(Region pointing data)
»»
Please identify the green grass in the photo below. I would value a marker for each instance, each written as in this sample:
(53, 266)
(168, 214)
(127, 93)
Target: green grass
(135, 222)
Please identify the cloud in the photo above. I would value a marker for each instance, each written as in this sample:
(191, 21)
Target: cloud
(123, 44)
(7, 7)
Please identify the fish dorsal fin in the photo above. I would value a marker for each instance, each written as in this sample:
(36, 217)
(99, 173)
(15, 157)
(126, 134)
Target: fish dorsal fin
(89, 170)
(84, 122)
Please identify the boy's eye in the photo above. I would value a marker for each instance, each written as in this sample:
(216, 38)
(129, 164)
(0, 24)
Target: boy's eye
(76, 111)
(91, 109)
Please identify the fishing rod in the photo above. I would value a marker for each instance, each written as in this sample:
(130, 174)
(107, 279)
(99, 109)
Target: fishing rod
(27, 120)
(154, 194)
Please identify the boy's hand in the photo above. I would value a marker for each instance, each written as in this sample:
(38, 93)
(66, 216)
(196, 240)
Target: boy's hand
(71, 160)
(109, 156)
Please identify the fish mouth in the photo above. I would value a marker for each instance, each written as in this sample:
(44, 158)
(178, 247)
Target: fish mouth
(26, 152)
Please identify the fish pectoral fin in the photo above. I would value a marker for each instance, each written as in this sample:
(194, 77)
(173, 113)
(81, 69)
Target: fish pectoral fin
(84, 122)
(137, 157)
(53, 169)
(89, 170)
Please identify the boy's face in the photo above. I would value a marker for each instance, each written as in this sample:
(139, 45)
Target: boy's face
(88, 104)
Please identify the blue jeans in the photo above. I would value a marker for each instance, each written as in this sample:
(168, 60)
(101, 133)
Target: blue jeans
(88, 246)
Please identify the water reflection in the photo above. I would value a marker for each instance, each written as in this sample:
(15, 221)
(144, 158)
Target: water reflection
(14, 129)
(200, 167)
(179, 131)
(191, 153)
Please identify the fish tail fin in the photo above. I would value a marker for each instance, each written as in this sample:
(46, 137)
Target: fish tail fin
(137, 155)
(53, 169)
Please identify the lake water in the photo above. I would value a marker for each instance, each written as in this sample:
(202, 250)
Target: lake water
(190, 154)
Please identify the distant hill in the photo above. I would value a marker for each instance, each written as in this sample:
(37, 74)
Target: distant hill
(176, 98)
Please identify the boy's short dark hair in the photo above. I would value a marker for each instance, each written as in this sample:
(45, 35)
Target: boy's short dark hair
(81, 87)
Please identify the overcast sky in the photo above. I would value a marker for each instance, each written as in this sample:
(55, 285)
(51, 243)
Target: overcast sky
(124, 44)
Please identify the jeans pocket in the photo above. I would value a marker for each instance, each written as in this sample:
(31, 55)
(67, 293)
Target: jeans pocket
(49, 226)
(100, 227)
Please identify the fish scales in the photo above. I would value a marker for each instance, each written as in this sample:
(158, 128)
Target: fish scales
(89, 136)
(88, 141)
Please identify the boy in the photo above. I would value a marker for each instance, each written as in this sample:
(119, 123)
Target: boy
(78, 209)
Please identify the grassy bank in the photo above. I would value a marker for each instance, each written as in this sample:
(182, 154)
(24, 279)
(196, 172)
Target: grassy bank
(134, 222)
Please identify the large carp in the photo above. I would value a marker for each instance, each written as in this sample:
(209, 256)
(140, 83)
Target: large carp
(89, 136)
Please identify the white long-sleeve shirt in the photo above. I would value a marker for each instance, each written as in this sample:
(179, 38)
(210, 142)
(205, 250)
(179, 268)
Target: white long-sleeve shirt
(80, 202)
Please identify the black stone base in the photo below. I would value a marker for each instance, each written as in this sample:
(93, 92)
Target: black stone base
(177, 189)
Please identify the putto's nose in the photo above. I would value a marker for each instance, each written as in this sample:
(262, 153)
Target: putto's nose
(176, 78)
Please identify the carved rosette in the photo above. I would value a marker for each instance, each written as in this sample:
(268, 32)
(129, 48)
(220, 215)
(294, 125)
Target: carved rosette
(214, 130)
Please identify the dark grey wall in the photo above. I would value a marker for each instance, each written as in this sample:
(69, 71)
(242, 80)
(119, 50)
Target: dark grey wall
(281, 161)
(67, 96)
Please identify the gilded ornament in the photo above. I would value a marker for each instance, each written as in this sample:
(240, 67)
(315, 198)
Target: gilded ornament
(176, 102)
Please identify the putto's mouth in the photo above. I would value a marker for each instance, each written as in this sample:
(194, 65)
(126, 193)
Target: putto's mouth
««
## WHAT YOU SHOULD DO
Set down exactly what runs from the line with "Target: dark grey wall" to the last line of the data above, including both of those lines and no others.

## REPLY TO THE TASK
Target: dark grey wall
(281, 161)
(67, 96)
Please identify the gilded ornament in the photo above. I would value a marker for each instance, each written as in this sample:
(240, 67)
(315, 198)
Target: gilded ornament
(176, 102)
Please identify the putto's mouth in the photo above. I would value a marker for each instance, each written as in this sample:
(194, 65)
(126, 193)
Target: putto's mouth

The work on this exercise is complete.